◆ CONSEGNA A
Trascrivi senza alcuna modifica il passo del testo su Samuel Maoz che comincia con "Il 6 giugno 1982, alle" e prosegue fino a "avevo 20 anni.".

Incontro con Samuel Maoz
Il regista vincitore del Leone d’Oro per Lebanon ci racconta la difficile gestazione e il successivo lavoro che è stato necessario per questo film.
Il 6 giugno 1982, alle 6:15 del mattino, uccisi un uomo per la prima volta nella mia vita. Non lo feci per scelta, né perché mi era stato ordinato. Fu un’istintiva reazione di autodifesa, un gesto privo di motivazioni emotive o intellettuali, dettato solo dal primordiale istinto di sopravvivenza che non prende in considerazione fattori umani, un istinto che si impone in una persona che si trova di fronte a una tangibile minaccia di morte. Il 6 giugno 1982 avevo 20 anni.

◆ CONSEGNA B
Riporta sotto forma di elenco numerato le righe dei record che vanno dalla riga contenente "the green hedge" fino alla fine dei record, prima e ultima incluse. Tralascia le righe vuote.

◆ ESTRATTI DEI RECORD
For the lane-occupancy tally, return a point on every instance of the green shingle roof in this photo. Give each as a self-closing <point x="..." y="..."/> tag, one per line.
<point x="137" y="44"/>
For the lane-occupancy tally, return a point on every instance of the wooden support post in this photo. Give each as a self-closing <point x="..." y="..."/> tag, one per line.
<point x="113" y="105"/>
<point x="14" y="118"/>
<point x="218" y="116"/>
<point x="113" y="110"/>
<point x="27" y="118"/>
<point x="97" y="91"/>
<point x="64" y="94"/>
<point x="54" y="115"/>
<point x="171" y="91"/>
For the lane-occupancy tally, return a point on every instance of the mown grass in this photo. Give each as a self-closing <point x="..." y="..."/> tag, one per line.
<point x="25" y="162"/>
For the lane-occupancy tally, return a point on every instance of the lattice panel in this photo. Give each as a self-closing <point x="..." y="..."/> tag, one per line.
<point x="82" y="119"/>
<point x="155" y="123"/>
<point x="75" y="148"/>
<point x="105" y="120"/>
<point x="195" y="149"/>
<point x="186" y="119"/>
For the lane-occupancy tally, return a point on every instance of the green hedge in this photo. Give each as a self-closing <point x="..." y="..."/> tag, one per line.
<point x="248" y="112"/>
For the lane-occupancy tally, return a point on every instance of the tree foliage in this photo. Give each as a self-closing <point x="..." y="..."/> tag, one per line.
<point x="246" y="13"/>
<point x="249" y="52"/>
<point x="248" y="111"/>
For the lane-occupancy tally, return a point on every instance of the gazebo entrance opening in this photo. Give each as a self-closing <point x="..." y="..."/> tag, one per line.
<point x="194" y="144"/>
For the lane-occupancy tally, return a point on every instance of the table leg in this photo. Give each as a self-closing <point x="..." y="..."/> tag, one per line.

◆ RISULTATO ATTESO A
Il 6 giugno 1982, alle 6:15 del mattino, uccisi un uomo per la prima volta nella mia vita. Non lo feci per scelta, né perché mi era stato ordinato. Fu un’istintiva reazione di autodifesa, un gesto privo di motivazioni emotive o intellettuali, dettato solo dal primordiale istinto di sopravvivenza che non prende in considerazione fattori umani, un istinto che si impone in una persona che si trova di fronte a una tangibile minaccia di morte. Il 6 giugno 1982 avevo 20 anni.

◆ RISULTATO ATTESO B
1. For the lane-occupancy tally, return a point on every instance of the green hedge in this photo. Give each as a self-closing <point x="..." y="..."/> tag, one per line.
2. <point x="248" y="112"/>
3. For the lane-occupancy tally, return a point on every instance of the tree foliage in this photo. Give each as a self-closing <point x="..." y="..."/> tag, one per line.
4. <point x="246" y="13"/>
5. <point x="249" y="52"/>
6. <point x="248" y="111"/>
7. For the lane-occupancy tally, return a point on every instance of the gazebo entrance opening in this photo. Give each as a self-closing <point x="..." y="..."/> tag, one per line.
8. <point x="194" y="144"/>
9. For the lane-occupancy tally, return a point on every instance of the table leg in this photo. Give each as a self-closing <point x="..." y="..."/> tag, one per line.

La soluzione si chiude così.